**TEXT PASSAGE**
# Marcus Toth, Head of Platform Compliance at Lumi (180-person content hosting SaaS) — read of Konform, June 5 2026

> 8 years in trust and safety compliance, currently managing our APAC regulatory gaps across a team of 3 analysts and two outside counsel firms.

## How I got here

Our Korean enterprise deal got stalled because legal flagged something about image-scanning obligations under a 2024 regulatory update I hadn't fully mapped yet. I searched "South Korea personal data image scanning compliance vendor" at around 11pm and this came up on page two. I clicked because the domain looked like a product, not a blog post.

## What I clicked first

"Government compliance, zero friction." Fine. I've read that sentence on 40 vendor sites. What actually held me for a second was "Meet South Korea's image-scanning mandate without slowing growth" because it was specific -- it named a real problem I was actually looking for. That's rarer than it should be.

Then I started reading and got confused. Fast.

## Where I paused

The "Honest disclosure" block. "We don't have live customers on this idea yet. We shipped the strategy package; you ship the customer conversations."

I read that three times. So... this isn't a product. It's a pitch deck and a to-do list you can buy for $99. The hero told me it was a compliance platform with SOC 2 Type II and a dedicated CSM. The fine print told me it's a business idea someone wants me to go build. That's a significant gap.

**JOB 1**
In the review of Konform, what price is given for buying the pitch deck and to-do list?
**JOB 2**
Copy the review of Konform word for word, from "## What I clicked" up to and including "it should be.".

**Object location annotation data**
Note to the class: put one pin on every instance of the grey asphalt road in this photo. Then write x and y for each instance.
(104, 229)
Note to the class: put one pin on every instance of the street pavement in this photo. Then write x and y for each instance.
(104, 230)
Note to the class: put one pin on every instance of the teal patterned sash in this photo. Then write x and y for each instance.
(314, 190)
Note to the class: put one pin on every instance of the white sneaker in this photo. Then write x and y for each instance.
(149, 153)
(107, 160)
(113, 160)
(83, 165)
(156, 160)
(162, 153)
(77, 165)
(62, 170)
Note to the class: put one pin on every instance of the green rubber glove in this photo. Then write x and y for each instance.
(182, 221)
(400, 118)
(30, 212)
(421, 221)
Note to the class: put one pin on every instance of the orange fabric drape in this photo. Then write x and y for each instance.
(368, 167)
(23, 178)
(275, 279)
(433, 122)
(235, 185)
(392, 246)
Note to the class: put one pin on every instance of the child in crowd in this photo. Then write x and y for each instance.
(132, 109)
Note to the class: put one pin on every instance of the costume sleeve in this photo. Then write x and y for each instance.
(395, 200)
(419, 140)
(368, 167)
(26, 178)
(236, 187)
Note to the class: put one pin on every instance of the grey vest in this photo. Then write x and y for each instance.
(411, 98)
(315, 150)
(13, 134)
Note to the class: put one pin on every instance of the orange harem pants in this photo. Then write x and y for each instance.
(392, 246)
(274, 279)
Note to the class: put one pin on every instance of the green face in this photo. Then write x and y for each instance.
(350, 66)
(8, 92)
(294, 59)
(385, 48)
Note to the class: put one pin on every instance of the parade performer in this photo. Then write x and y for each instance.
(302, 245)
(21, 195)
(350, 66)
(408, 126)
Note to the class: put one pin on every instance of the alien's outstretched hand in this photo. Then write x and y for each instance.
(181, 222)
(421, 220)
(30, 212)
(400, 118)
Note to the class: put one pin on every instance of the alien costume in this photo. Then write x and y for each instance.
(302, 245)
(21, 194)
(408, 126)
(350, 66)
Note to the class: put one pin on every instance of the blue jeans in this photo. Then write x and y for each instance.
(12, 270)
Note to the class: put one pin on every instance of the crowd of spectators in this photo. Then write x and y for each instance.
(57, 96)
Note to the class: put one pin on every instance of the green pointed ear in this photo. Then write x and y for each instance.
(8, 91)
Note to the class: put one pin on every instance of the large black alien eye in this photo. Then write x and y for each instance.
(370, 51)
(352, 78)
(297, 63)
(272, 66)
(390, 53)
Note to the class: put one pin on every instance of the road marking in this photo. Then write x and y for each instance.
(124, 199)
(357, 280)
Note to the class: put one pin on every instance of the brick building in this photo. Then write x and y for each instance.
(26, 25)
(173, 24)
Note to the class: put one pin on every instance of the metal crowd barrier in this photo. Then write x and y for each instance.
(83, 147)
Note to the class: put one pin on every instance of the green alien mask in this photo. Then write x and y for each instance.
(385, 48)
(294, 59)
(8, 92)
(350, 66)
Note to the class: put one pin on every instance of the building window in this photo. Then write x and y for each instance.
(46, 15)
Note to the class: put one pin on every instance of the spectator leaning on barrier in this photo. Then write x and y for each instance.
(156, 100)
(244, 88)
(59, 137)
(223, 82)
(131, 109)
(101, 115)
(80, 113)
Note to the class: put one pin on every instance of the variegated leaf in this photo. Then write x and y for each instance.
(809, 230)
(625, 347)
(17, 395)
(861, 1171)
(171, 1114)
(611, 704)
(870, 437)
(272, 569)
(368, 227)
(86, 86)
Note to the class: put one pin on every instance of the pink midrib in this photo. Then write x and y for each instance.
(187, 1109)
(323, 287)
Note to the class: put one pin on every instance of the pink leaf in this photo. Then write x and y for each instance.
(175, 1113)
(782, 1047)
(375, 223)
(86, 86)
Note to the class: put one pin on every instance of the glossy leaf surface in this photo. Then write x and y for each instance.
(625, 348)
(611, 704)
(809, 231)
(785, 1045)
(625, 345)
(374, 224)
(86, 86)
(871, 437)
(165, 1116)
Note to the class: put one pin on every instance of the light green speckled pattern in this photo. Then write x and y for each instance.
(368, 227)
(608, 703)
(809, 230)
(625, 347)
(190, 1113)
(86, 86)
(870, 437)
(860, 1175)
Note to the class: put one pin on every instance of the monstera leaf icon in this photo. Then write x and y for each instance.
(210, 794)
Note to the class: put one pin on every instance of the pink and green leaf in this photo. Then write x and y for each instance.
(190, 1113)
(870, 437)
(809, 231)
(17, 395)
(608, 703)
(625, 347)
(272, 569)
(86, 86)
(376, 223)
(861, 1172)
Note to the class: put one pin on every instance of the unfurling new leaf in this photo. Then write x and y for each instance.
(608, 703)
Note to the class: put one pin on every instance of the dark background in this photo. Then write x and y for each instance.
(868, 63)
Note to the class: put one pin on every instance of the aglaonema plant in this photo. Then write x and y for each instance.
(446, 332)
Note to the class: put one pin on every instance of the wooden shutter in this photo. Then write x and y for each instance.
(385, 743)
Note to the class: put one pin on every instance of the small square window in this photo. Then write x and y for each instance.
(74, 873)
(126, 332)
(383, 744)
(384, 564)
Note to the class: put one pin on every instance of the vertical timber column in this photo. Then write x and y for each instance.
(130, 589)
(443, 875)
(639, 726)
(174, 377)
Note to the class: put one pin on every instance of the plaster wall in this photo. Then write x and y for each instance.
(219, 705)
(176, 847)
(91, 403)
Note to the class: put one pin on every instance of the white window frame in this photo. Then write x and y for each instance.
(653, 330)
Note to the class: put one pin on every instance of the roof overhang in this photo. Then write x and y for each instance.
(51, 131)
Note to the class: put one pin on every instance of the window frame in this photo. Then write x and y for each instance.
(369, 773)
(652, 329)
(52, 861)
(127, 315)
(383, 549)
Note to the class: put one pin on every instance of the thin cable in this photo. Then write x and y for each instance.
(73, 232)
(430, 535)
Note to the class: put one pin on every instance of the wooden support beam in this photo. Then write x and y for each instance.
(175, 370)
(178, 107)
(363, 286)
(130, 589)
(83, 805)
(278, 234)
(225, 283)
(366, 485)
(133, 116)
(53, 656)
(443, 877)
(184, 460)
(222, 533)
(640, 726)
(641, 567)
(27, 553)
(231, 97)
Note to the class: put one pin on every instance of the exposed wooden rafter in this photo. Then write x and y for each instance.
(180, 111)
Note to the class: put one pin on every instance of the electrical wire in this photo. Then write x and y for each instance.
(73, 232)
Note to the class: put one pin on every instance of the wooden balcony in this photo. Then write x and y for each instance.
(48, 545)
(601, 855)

**EXERCISE RESPONSE 1**
$99

**EXERCISE RESPONSE 2**
## What I clicked first

"Government compliance, zero friction." Fine. I've read that sentence on 40 vendor sites. What actually held me for a second was "Meet South Korea's image-scanning mandate without slowing growth" because it was specific -- it named a real problem I was actually looking for. That's rarer than it should be.